** Start of MATERIAL **
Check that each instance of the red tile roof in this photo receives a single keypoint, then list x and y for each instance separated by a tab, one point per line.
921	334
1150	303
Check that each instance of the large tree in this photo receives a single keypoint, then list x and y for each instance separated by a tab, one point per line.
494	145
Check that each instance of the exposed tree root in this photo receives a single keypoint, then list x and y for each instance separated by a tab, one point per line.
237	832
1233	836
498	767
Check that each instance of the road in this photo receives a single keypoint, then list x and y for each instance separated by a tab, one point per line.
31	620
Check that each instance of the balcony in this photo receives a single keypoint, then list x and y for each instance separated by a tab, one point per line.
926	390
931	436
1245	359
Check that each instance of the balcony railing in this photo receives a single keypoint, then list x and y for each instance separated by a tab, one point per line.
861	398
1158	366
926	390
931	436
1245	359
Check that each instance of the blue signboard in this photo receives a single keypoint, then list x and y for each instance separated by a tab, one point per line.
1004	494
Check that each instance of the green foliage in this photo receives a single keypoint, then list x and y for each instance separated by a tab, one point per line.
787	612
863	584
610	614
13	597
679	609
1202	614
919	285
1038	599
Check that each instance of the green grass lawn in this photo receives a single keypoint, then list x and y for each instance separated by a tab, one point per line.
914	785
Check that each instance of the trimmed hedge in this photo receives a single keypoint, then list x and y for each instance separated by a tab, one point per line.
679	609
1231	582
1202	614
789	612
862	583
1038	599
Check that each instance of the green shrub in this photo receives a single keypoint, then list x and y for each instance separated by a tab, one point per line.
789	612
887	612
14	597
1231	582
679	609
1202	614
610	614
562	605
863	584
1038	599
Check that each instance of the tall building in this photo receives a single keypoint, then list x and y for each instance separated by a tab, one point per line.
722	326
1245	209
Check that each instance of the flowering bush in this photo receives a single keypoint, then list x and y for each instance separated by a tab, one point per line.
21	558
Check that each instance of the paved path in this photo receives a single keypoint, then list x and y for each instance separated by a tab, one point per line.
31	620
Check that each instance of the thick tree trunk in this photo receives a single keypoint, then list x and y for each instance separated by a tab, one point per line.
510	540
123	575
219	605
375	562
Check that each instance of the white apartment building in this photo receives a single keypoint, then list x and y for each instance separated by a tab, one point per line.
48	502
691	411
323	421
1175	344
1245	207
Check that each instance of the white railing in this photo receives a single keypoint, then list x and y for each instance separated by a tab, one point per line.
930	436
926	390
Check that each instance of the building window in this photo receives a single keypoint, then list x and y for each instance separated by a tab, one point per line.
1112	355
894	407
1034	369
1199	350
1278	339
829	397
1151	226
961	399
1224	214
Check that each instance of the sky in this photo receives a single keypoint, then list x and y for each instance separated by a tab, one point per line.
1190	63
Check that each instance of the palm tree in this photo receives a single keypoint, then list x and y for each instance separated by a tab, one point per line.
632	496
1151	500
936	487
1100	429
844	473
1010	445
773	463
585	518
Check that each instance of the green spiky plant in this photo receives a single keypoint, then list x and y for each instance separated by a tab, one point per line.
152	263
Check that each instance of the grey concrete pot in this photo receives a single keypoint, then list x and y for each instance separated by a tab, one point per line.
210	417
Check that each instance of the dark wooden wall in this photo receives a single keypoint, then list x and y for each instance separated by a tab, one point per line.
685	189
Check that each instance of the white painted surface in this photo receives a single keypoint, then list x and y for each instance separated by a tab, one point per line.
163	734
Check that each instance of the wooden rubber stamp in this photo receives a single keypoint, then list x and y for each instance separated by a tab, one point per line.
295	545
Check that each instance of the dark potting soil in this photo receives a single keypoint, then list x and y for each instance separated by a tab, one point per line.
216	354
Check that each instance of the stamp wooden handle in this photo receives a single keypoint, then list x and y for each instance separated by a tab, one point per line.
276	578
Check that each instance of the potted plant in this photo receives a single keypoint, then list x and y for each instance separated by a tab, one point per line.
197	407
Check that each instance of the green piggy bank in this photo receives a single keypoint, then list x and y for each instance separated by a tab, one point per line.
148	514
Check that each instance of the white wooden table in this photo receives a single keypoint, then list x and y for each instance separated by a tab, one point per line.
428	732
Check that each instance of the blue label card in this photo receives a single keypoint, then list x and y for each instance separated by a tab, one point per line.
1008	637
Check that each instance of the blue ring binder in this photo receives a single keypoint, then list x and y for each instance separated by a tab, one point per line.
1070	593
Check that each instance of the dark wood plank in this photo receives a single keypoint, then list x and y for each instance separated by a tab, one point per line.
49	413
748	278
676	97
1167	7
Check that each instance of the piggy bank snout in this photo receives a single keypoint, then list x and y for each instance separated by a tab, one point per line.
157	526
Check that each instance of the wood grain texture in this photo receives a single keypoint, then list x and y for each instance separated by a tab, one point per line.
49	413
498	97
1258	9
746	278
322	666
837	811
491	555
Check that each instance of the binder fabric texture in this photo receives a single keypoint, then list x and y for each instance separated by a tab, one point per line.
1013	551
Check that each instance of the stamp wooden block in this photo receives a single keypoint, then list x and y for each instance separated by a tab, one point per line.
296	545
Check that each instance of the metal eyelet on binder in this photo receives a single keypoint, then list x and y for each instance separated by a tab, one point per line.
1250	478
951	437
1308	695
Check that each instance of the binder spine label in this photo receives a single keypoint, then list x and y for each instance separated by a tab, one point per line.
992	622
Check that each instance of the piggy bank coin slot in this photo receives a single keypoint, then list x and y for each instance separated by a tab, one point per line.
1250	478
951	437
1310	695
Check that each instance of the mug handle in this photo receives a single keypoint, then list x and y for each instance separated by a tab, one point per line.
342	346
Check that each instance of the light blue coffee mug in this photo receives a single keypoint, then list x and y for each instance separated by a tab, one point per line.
** End of MATERIAL **
Starting at the line containing "Check that each instance of the metal" and ending at the final line of the items above, put those lines into a numbered list, leaving out any blank lines.

ANSWER FOR THE TASK:
1. Check that each instance of the metal eyelet on binder in this photo receives a single keypoint, then list x and y for each instance separated by a tab, one point per line.
2. 1250	478
3. 951	437
4. 1308	695
5. Check that each instance of the binder spine label in this photo receives a single keypoint, then list x and y for each instance separated by a tab, one point per line.
6. 992	622
7. Check that each instance of the piggy bank coin slot in this photo receives a single keypoint, then list x and y for each instance separated by a tab, one point per line.
8. 1250	478
9. 951	437
10. 1310	695
11. Check that each instance of the mug handle in this photo receives a single keypoint, then list x and y for each instance separated by a tab, one point per line.
12. 342	346
13. Check that each instance of the light blue coffee mug in this photo receives a single keypoint, then list x and y for each instance separated by a tab, one point per line.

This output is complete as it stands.